▶ **SHORT TASK**
Copy out the listing below word for word, leaving every line unchanged.

— START OF PROVIDED RECORDS —

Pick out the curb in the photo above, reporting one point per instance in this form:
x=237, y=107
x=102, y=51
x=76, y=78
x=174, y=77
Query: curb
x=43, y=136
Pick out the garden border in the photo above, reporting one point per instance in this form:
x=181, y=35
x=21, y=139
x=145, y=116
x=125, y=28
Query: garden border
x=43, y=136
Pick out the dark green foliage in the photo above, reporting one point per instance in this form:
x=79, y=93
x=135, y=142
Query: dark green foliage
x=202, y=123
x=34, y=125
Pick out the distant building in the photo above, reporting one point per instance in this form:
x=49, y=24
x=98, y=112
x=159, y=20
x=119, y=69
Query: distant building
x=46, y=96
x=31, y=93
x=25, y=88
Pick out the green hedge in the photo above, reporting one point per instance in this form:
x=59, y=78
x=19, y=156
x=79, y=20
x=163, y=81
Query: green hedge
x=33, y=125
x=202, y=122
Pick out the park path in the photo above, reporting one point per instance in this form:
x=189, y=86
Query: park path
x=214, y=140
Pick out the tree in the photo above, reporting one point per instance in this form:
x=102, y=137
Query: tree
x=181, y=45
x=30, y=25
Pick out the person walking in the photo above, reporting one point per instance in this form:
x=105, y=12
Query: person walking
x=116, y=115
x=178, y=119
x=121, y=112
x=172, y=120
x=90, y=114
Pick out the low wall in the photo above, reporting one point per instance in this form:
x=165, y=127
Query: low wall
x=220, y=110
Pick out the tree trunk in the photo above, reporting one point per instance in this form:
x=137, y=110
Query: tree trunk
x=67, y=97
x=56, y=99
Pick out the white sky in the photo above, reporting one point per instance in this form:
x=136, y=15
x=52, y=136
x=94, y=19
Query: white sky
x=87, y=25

— END OF PROVIDED RECORDS —

▶ **EXPECTED ANSWER**
Pick out the curb in the photo above, reporting one point per instance in this form:
x=237, y=107
x=102, y=51
x=76, y=78
x=174, y=77
Query: curb
x=43, y=136
Pick out the garden border in the photo above, reporting one point per instance in this form:
x=181, y=35
x=21, y=139
x=145, y=116
x=125, y=28
Query: garden border
x=43, y=136
Pick out the dark green foliage in the photo above, reporting one point per instance in this form:
x=79, y=93
x=135, y=142
Query: dark green foliage
x=202, y=123
x=34, y=125
Pick out the distant building in the photo above, reporting one point per instance in this form:
x=49, y=24
x=98, y=112
x=159, y=20
x=119, y=69
Query: distant building
x=46, y=96
x=31, y=93
x=25, y=88
Pick out the green hedge in the photo above, reporting one point per instance in this form:
x=59, y=78
x=19, y=156
x=79, y=20
x=163, y=81
Query: green hedge
x=33, y=125
x=202, y=122
Pick out the park path in the photo above, reporting one point per instance in this form:
x=189, y=86
Query: park path
x=214, y=140
Pick out the tree in the photo above, reporting one point per instance in this form:
x=102, y=137
Query: tree
x=181, y=45
x=30, y=25
Pick out the person walking in the photo above, reporting one point per instance in this form:
x=105, y=12
Query: person walking
x=116, y=115
x=178, y=119
x=121, y=112
x=172, y=120
x=90, y=114
Pick out the low wall in the photo above, reporting one point per instance in this form:
x=165, y=127
Query: low wall
x=220, y=110
Pick out the tree trunk in the photo above, reporting one point per instance in this form:
x=137, y=110
Query: tree trunk
x=67, y=97
x=56, y=99
Pick out the white sky in the photo above, reporting one point per instance in this form:
x=136, y=15
x=52, y=136
x=94, y=19
Query: white sky
x=87, y=25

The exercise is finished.